Terry Robbins, The Whole Note
String Quartet No. 9 surprises with an electronic part that reproduces the sound of the sea and the wind
Daniel Pérez Navarro, Ritmo
Nordic String Quartet is the protagonist of this exceptional album of delicatereading and deep expressiveness. A vibrant, muscular and idiomatic listening experience
Marçal Borotau, Sonograma
Total runtime: 
60 min.
From the Ground Up

By Andrew Mellor

Pelle Gudmundsen-Holmgreen managed to unite every faction of progressive Danish music in admiration. After studies in the 1950s with Finn Høffding, Svend Westergaard and Vagn Holmboe at the Royal Danish Academy of Music, he began to write music in a post-Bartókian and Serialist vein while working as a technical assistant at the Royal Danish Theatre. This period produced the composer’s first three string quartets, included on the first volume in this series (8.226217).

In the wake of those works, Gudmundsen-Holmgreen’s music began to focus more on the fundamentals of time and rhythm while developing a distinct sense of the absurd, invariably handled with childlike innocence. Then came twentieth-century Danish music’s Big Bang: the arrival of so-called New Simplicity, a sonic answer to Denmark’s functionalist design movement which decreed that the structure of any work should be clearly audible.

Techniques pioneered by the composer Henning Christiansen, the artist Robert Rauschenberg, the writer Hans Jørgen Nielsen, the playwright Samuel Beckett and the sculptor Jørgen Gudmundsen-Holmgreen (Pelle’s father) all helped shape in the composer a mature voice both wholly distinctive and disarmingly honest. The music that flowed from him from the late 1960s onwards was refreshing in the extreme, applying the communicative instincts of a street busker to the ‘concrete’ principle of music as sound.

• **Requirements**
Copy the notes on Gudmundsen-Holmgreen from "In the wake" up to and including "be clearly audible.", changing "Big Bang" to "turning point". The lines after this point aren't needed.

• **Records provided**
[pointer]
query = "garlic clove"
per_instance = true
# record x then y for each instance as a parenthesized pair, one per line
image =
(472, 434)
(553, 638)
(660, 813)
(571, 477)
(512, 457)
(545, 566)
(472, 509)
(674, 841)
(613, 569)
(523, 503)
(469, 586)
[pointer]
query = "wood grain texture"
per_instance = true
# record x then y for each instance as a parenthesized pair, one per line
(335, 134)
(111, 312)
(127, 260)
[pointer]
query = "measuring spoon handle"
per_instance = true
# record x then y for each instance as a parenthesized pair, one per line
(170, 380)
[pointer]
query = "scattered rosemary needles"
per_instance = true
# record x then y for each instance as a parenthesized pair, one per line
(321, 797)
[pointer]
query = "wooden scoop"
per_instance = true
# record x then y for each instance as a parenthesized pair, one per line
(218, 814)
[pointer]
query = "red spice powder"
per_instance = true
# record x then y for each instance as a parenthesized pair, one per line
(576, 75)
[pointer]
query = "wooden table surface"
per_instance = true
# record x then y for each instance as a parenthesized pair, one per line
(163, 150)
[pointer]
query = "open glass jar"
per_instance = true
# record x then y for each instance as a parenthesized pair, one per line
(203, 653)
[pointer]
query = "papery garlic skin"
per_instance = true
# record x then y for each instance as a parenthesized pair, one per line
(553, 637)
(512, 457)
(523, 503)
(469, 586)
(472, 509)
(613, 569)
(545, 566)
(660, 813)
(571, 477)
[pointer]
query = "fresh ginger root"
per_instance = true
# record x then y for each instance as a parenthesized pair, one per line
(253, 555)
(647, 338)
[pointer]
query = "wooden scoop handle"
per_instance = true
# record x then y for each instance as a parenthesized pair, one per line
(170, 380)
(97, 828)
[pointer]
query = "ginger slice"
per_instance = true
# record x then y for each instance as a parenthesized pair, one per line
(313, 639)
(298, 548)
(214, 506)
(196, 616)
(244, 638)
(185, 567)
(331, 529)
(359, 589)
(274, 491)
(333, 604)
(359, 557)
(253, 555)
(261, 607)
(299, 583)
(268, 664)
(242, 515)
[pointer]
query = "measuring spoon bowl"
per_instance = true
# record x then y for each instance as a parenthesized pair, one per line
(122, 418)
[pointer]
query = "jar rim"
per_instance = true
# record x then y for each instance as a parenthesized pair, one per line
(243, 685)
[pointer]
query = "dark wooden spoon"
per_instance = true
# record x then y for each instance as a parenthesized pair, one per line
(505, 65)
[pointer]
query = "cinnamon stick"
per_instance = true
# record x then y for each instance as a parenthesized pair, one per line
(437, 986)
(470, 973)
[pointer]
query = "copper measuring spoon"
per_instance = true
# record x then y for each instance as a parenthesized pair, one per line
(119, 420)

• **Task result**
In the wake of those works, Gudmundsen-Holmgreen’s music began to focus more on the fundamentals of time and rhythm while developing a distinct sense of the absurd, invariably handled with childlike innocence. Then came twentieth-century Danish music’s turning point: the arrival of so-called New Simplicity, a sonic answer to Denmark’s functionalist design movement which decreed that the structure of any work should be clearly audible.